TEXTE FOURNI:
◇ ◇ ◇ ◇
C'est possible : une entreprise lyonnaise propose la semaine de 32 heures
Spécialisé dans la vente en ligne de matériel informatique, le groupe LDLC compte passer à une semaine de quatre jours sans baisse de salaire, en misant sur le fait que ses salariés n'en seront que plus productifs.

On croirait lire de la science-fiction en découvrant sur Facebook cette phrase enthousiaste signée du syndicat CGT du groupe lyonnais LDLC, spécialisé dans la vente en ligne de matériel informatique (Materiel.net, Top Achat, Hardware.fr...) : «Que dire des annonces faites hier par la direction du groupe, simplement BRAVO.» Les annonces en question ont en effet de quoi réjouir tout le monde, au moment où le président de la République parle de «travailler davantage» et où les syndicats craignent que les salariés ne payent, par encore plus de sueur et de larmes, le prix d’une crise dont ils ne sont pas responsables : fin juin, le PDG de LDLC, Laurent de la Clergerie, a annoncé aux organisations syndicales que son groupe, qui emploie quelque 1 000 personnes, allait passer à la semaine de 32 heures, réparties en quatre journées de huit heures.
◇ ◇ ◇ ◇
DONNÉES PRÉSENTÉES:
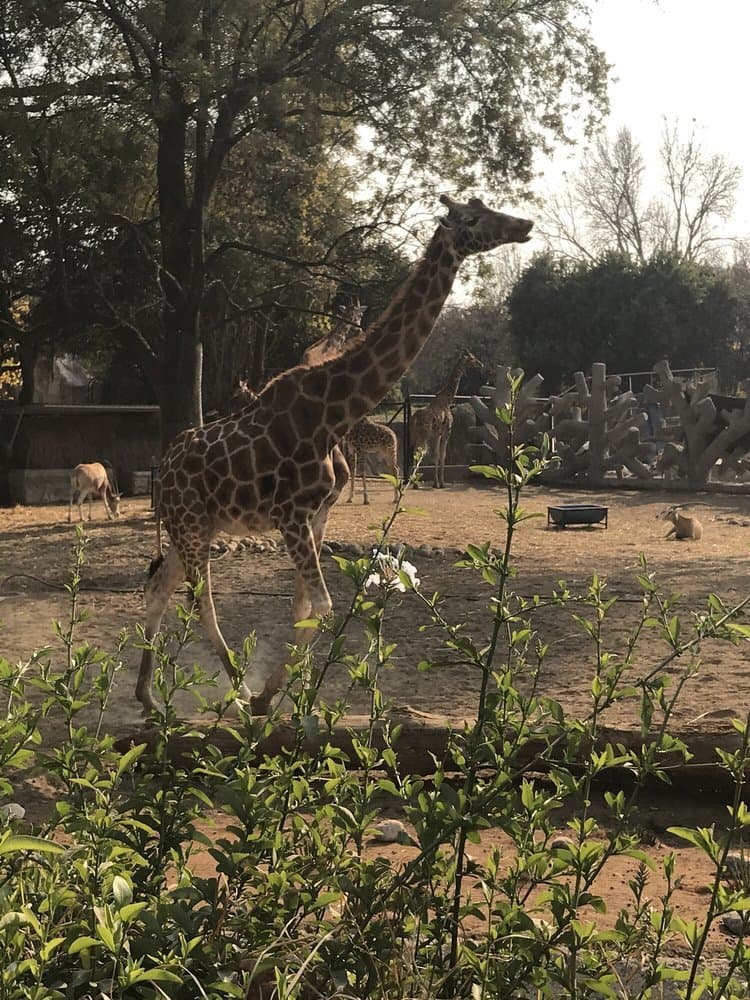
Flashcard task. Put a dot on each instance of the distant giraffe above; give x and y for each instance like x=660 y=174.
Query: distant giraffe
x=430 y=428
x=276 y=462
x=368 y=437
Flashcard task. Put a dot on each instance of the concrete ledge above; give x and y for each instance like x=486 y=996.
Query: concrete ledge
x=39 y=486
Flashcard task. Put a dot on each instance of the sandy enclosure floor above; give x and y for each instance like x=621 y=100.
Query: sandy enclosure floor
x=253 y=591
◇ ◇ ◇ ◇
TÂCHES À RÉALISER:
a: Pouvez-vous traduire en anglais cette phrase de l'article sur la semaine de 32 heures chez LDLC : « Spécialisé dans la vente en ligne de matériel informatique, le groupe LDLC compte passer à une semaine de quatre jours sans baisse de salaire, en misant sur le fait que ses salariés n'en seront que plus productifs. »
b: D'après l'article sur la semaine de 32 heures chez LDLC, combien de personnes le groupe emploie-t-il ?
c: Prolongez l'article sur la semaine de 32 heures chez LDLC en reprenant juste après sa dernière phrase.
Les items n'interviennent en rien dans cet exercice.

RÉPONSES DE L'EXERCICE:
a: Specializing in online sales of computer equipment, the LDLC group plans to move to a four-day week with no pay cut, betting that its employees will only be more productive as a result.

b: Quelque 1 000 personnes.

c:
«On n’a même pas eu à négocier, il est arrivé directement avec cette annonce», raconte une cégétiste de l’entreprise à Libération, en ayant presque l’air de trouver la chose trop belle pour être vraie – il faudra attendre la signature d’un accord, censée avoir lieu dans les prochains mois, pour s’assurer qu’elle l’est. Laurent de la Clergerie l’assure : sa décision n’est pas liée au Covid-19. «L’origine de cette décision, c’est un reportage que j’avais vu sur Microsoft au Japon, qui a testé la semaine de quatre jours pendant le mois d’août, il y a quelques années, avec un retour ultra positif», a-t-il expliqué à BFM Business.

La CGT évoque aussi une expérience menée durant les dernières canicules, où les salariés ont bénéficié d’une heure de travail en moins chaque jour, sans que cela ait pour autant affecté les performances de l’entreprise. Mais le contexte pandémique a sans doute aidé le patron à franchir le pas : il faisait bon vendre du matériel informatique sur Internet au moment où de nombreux salariés, contraints au télétravail, devaient améliorer leur équipement, voire s’en constituer un. La valeur de l’action de LDLC a d’ailleurs triplé depuis un an.
«Tout le monde en sort gagnant»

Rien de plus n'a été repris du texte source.